┌─ DATA FOR PROCESSING

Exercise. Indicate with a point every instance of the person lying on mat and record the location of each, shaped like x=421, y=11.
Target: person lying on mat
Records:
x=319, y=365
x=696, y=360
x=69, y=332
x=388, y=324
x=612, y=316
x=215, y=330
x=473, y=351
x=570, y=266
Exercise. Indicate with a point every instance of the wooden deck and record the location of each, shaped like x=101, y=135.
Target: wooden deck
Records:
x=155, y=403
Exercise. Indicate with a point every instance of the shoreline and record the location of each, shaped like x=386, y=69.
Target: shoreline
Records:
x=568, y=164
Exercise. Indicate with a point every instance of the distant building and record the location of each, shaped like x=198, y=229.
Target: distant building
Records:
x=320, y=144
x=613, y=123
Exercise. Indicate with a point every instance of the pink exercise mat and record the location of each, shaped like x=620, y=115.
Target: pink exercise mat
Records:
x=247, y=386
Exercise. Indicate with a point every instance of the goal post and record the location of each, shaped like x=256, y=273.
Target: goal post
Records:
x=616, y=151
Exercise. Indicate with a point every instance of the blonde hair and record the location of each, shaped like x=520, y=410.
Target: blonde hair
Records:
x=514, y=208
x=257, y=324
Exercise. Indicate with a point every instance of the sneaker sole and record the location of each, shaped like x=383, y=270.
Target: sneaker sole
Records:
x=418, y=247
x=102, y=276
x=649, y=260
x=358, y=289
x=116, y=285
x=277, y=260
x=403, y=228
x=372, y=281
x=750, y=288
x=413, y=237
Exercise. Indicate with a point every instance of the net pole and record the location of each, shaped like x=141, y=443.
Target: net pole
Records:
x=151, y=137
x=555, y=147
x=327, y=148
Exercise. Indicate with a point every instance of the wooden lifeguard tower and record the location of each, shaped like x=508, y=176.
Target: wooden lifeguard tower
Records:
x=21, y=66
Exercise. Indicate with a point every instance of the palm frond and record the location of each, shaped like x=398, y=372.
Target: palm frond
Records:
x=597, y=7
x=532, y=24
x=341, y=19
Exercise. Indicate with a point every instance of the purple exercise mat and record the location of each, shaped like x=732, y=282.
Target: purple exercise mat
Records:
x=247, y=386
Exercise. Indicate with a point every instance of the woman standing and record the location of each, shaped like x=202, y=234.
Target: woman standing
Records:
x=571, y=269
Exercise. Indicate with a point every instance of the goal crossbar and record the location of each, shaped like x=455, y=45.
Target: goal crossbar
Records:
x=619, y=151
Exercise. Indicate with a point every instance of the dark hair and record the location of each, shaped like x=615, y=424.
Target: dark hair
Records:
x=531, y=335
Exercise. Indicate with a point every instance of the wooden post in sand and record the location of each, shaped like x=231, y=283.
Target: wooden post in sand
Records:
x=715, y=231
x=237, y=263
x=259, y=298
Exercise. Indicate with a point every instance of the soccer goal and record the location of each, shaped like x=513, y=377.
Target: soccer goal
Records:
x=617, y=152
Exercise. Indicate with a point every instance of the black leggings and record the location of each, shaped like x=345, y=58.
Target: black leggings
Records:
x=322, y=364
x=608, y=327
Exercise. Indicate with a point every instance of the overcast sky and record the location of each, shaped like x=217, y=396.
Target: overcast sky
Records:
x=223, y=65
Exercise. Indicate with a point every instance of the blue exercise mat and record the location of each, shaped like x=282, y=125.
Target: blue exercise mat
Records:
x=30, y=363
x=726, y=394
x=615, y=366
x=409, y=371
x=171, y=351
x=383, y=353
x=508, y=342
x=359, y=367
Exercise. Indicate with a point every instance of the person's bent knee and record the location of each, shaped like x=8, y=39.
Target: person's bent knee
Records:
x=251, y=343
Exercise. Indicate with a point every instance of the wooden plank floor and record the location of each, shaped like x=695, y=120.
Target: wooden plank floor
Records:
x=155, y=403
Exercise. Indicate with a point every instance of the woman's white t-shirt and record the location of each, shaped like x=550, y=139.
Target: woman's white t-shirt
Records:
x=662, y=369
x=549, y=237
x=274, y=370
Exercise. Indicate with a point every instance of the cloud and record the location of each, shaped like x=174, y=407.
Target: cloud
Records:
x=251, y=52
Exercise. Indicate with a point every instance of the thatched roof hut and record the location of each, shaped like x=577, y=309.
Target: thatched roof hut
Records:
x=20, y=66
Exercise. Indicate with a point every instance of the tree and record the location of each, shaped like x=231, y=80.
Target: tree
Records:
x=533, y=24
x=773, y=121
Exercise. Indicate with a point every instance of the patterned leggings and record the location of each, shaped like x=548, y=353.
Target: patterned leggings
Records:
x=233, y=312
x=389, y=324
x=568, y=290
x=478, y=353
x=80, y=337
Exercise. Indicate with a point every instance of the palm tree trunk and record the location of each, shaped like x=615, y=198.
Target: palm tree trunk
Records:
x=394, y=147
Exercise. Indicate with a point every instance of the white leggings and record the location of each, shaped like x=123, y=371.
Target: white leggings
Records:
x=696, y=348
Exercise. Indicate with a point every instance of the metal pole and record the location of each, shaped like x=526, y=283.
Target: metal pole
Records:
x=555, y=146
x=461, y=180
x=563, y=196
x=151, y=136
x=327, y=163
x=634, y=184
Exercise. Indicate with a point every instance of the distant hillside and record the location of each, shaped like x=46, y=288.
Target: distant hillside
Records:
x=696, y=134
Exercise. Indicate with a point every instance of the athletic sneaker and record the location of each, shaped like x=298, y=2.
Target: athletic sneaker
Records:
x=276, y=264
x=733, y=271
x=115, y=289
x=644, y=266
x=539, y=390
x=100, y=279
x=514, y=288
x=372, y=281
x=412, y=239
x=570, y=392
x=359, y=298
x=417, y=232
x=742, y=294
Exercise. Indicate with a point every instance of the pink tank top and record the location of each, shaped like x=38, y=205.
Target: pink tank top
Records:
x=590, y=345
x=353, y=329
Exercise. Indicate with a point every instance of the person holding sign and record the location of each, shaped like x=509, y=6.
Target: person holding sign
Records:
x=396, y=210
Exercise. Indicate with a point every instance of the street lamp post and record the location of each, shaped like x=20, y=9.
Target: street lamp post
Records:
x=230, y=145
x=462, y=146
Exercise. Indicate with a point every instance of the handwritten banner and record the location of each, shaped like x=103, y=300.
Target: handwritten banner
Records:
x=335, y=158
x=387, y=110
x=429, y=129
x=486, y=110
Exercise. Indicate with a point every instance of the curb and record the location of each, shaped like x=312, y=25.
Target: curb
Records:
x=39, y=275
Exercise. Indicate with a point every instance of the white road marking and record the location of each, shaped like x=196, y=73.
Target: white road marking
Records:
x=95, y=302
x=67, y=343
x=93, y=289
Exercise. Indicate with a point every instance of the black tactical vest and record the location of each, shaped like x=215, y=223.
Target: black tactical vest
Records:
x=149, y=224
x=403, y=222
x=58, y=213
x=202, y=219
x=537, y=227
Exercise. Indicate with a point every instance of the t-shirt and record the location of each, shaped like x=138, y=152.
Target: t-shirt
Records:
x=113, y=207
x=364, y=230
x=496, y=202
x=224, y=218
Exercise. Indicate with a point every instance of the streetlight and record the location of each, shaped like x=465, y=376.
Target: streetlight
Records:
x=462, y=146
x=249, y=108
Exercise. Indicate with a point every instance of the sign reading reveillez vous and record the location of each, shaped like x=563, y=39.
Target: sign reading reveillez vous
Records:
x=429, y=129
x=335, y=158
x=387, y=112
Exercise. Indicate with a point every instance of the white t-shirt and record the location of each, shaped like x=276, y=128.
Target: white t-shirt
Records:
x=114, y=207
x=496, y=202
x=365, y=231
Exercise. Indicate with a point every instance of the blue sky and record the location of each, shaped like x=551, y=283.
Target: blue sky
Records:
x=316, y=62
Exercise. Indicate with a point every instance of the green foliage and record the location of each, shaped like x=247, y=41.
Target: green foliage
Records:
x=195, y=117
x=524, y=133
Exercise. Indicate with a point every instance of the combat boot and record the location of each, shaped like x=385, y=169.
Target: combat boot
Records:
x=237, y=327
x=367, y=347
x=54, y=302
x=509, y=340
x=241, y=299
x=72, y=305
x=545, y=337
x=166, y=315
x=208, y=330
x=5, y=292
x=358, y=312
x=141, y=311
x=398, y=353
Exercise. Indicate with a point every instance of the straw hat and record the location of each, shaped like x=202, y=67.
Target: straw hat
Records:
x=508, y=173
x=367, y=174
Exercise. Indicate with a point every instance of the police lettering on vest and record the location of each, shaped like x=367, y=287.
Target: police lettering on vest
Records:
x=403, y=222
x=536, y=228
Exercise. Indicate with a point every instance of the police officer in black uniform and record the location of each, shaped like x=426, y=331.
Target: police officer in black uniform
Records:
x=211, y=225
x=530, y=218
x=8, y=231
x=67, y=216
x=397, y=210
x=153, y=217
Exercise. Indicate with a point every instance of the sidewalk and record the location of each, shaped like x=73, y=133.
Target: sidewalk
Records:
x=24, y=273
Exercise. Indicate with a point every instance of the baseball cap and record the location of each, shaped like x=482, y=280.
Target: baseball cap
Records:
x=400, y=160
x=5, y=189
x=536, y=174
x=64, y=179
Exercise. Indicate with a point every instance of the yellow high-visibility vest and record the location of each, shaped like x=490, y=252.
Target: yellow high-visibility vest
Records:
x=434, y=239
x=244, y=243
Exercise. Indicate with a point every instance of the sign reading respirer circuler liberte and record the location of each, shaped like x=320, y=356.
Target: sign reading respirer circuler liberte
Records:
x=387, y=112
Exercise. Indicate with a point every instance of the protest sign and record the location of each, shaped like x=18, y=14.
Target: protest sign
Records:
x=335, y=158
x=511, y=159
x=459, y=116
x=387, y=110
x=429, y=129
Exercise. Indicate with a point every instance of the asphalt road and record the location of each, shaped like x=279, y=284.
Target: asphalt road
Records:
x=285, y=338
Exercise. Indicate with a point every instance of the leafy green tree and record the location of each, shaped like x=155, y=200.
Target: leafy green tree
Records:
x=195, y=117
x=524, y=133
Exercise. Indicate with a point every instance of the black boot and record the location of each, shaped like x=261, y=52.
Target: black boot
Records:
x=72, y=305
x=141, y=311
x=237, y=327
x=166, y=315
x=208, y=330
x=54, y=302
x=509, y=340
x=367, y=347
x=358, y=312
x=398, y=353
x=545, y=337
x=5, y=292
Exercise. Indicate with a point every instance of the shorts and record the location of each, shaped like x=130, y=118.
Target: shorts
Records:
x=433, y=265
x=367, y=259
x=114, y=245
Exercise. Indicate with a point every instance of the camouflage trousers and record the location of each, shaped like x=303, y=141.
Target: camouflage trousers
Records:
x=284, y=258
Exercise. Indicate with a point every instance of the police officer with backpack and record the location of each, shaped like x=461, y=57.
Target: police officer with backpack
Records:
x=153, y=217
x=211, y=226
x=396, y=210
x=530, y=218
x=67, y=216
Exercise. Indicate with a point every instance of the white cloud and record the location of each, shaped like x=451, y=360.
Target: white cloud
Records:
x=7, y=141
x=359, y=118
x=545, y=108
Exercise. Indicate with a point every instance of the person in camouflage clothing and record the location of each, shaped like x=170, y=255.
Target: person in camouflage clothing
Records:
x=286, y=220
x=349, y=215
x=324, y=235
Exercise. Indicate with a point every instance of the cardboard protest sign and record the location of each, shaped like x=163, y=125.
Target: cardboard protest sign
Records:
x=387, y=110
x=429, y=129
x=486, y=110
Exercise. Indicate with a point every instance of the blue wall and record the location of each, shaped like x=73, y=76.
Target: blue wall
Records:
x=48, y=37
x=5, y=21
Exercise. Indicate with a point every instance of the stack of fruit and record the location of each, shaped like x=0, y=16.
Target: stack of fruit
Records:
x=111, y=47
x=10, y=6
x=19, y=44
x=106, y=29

└─

#### DIRECTIONS
Working from the material above, retype exactly the lines from the one with "Exercise. Indicate with a point every instance of the asphalt" through the one with "Target: black boot", both included, and only those lines.

#### YOUR RESPONSE
Exercise. Indicate with a point every instance of the asphalt road and record the location of each, shaped like x=279, y=284.
Target: asphalt road
Records:
x=285, y=338
Exercise. Indicate with a point every instance of the leafy green tree and record the location of each, shaped like x=155, y=200.
Target: leafy green tree
Records:
x=195, y=117
x=524, y=133
Exercise. Indicate with a point every instance of the black boot and record the location of each, shaped like x=261, y=52.
Target: black boot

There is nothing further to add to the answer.